→ DIRECTIONS FOR THIS TASK
Below are records; count the lines that contain "tight" and give only the total.

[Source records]
++++++++++

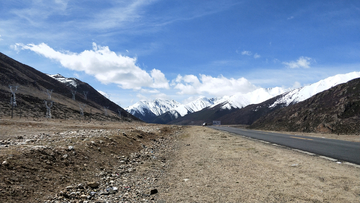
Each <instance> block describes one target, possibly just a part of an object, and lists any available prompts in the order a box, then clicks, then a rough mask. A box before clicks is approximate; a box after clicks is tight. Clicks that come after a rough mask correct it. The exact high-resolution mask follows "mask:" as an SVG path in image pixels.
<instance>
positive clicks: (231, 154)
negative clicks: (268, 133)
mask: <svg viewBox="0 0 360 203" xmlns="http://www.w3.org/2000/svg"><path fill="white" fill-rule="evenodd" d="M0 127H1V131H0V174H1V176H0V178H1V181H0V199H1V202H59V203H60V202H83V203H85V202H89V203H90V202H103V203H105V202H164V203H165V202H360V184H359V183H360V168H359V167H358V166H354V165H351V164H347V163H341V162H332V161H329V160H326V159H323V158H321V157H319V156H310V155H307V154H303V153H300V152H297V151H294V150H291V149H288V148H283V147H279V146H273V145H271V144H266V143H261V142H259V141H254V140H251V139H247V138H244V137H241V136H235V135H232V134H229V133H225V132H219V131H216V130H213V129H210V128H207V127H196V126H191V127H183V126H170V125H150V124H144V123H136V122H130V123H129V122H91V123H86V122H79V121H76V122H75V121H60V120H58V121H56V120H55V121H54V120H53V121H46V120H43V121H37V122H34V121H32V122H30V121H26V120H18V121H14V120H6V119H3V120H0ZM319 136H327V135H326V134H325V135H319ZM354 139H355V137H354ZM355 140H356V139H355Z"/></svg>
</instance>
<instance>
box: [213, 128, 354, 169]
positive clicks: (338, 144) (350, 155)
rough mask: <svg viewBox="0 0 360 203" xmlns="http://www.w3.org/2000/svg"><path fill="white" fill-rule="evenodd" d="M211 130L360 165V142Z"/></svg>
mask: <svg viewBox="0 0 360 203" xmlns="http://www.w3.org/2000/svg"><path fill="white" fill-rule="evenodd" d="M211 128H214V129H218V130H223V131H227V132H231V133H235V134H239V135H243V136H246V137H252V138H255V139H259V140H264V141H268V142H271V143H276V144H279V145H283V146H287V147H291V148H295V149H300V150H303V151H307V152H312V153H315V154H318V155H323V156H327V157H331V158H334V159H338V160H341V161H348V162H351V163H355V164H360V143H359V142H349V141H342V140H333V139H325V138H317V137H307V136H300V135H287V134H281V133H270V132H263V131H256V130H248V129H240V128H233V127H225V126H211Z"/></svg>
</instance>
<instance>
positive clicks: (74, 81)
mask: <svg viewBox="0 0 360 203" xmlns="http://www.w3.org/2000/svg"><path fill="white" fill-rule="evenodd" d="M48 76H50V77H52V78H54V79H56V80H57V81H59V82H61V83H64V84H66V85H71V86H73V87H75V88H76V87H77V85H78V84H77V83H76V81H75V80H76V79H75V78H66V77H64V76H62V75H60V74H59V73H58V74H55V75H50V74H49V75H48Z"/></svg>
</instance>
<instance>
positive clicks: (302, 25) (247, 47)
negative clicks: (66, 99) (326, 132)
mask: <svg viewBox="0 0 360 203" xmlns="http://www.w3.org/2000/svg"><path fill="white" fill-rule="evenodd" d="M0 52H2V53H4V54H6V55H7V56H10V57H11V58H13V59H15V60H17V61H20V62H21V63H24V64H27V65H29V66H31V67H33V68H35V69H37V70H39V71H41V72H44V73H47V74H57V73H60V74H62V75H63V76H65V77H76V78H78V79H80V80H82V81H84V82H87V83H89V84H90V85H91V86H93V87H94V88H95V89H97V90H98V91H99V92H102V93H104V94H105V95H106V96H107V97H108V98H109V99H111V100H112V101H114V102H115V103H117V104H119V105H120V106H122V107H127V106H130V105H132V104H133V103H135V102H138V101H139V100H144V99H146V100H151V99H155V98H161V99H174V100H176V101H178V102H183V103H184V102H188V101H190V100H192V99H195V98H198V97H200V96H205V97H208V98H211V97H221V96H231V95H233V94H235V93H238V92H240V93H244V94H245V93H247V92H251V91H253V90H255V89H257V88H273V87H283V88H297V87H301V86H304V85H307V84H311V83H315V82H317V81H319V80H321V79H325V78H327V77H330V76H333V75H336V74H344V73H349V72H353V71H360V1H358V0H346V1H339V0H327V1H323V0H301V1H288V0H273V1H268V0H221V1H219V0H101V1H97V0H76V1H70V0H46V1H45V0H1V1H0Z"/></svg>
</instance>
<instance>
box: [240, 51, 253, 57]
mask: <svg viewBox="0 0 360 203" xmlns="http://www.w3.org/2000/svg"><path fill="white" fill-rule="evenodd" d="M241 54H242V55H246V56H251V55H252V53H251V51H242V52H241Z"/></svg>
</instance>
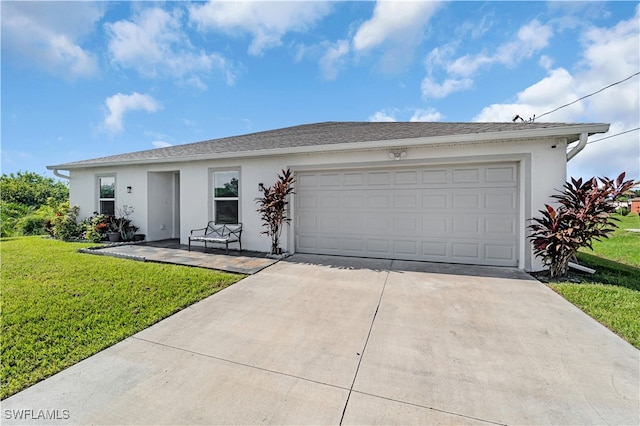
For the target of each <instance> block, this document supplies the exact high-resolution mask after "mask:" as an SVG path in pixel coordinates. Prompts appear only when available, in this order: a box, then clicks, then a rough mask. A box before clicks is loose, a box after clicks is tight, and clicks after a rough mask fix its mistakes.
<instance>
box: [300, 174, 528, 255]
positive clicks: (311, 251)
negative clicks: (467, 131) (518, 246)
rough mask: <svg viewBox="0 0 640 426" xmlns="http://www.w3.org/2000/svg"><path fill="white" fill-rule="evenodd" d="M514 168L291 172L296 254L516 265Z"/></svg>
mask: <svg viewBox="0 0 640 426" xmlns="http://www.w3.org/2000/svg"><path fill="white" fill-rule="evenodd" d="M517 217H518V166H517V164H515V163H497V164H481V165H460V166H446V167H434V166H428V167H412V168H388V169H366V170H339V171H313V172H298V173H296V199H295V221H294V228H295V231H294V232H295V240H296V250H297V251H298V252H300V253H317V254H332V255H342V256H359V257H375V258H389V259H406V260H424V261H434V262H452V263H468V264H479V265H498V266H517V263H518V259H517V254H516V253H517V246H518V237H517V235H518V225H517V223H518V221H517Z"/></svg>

++++++++++

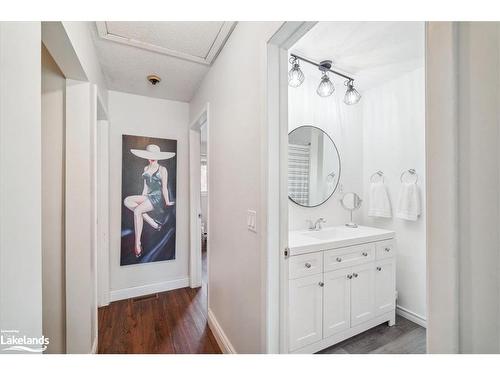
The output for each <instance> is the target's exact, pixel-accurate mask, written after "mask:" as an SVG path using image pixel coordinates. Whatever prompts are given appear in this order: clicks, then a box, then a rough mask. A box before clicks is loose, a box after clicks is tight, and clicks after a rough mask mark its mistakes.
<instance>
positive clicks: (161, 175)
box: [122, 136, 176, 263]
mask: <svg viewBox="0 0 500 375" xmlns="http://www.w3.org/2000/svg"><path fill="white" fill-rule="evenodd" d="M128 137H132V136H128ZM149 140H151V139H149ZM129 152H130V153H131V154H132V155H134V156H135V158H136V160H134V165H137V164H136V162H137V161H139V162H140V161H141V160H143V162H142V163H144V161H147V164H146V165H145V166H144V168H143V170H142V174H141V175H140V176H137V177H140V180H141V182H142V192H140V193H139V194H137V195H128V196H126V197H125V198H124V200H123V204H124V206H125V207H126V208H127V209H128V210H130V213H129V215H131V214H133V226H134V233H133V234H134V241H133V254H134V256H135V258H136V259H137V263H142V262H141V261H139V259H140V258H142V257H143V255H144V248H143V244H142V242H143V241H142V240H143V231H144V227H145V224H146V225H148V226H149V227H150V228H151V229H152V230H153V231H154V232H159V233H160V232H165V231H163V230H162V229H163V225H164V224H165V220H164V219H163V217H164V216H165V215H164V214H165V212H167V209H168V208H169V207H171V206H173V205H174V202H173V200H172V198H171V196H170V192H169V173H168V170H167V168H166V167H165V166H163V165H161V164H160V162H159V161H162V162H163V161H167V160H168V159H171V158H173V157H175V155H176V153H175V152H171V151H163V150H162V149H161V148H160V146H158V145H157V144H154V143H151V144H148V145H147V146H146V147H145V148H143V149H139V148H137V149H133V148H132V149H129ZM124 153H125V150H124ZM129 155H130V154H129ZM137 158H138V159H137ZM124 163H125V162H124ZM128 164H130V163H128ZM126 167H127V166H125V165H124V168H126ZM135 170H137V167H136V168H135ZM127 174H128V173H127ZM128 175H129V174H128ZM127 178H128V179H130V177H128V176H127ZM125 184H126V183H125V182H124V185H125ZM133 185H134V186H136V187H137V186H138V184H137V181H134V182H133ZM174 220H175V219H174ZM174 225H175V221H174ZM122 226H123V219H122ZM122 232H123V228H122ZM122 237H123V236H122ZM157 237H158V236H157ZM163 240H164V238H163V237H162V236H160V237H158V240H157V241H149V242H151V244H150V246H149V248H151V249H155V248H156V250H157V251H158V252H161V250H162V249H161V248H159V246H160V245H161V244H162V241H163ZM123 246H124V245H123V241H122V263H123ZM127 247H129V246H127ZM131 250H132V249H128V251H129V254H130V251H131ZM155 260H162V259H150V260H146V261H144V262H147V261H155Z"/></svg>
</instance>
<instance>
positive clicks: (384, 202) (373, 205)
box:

++++++++++

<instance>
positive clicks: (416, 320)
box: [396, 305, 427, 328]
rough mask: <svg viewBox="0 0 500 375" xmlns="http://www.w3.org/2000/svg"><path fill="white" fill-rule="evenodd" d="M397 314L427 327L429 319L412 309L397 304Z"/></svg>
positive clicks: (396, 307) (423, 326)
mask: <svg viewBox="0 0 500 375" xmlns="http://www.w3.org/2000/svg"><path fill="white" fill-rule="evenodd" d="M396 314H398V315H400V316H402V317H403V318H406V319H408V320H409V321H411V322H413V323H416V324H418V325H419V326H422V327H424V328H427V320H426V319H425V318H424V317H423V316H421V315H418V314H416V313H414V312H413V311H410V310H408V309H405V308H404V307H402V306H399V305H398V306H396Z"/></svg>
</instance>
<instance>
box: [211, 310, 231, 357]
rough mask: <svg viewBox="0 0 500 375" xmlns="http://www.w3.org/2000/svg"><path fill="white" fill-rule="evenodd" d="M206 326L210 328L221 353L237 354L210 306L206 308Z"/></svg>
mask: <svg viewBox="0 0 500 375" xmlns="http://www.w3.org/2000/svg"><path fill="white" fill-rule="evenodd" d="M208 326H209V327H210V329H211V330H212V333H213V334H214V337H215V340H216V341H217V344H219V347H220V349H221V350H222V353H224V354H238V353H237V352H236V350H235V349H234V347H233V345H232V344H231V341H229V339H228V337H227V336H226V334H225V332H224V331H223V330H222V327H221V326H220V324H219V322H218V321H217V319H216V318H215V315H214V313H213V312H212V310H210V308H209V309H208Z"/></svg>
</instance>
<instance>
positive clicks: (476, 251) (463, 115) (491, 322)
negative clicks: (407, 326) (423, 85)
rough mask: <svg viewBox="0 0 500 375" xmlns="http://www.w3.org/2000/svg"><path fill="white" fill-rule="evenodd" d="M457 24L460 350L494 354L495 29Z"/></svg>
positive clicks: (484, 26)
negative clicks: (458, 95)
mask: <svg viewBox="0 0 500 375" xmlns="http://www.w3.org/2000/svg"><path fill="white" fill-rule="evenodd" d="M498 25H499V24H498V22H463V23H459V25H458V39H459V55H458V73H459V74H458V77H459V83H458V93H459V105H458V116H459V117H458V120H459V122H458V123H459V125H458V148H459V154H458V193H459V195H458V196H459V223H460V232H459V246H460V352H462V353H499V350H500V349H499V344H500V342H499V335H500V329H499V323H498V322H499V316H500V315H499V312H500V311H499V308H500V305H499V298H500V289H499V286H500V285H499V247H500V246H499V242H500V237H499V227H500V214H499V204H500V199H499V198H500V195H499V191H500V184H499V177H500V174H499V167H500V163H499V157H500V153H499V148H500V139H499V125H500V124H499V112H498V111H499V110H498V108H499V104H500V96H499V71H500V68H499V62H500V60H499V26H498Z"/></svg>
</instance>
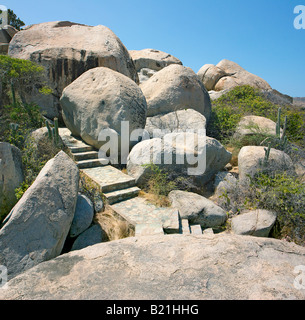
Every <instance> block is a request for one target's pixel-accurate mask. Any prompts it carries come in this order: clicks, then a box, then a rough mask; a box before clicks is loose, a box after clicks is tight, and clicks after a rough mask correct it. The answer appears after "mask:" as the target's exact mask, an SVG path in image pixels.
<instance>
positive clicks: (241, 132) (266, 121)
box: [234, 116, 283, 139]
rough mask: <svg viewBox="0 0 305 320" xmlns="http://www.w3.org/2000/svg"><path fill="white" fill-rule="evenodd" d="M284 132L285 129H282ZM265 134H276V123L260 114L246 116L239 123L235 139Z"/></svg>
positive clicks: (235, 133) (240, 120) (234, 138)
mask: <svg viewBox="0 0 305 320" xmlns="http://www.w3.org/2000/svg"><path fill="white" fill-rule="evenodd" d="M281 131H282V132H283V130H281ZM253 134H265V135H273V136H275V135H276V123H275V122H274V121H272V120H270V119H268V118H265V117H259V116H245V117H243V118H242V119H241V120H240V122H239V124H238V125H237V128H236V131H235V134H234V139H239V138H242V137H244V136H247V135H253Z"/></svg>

++++++++++

→ RESPONSE AREA
4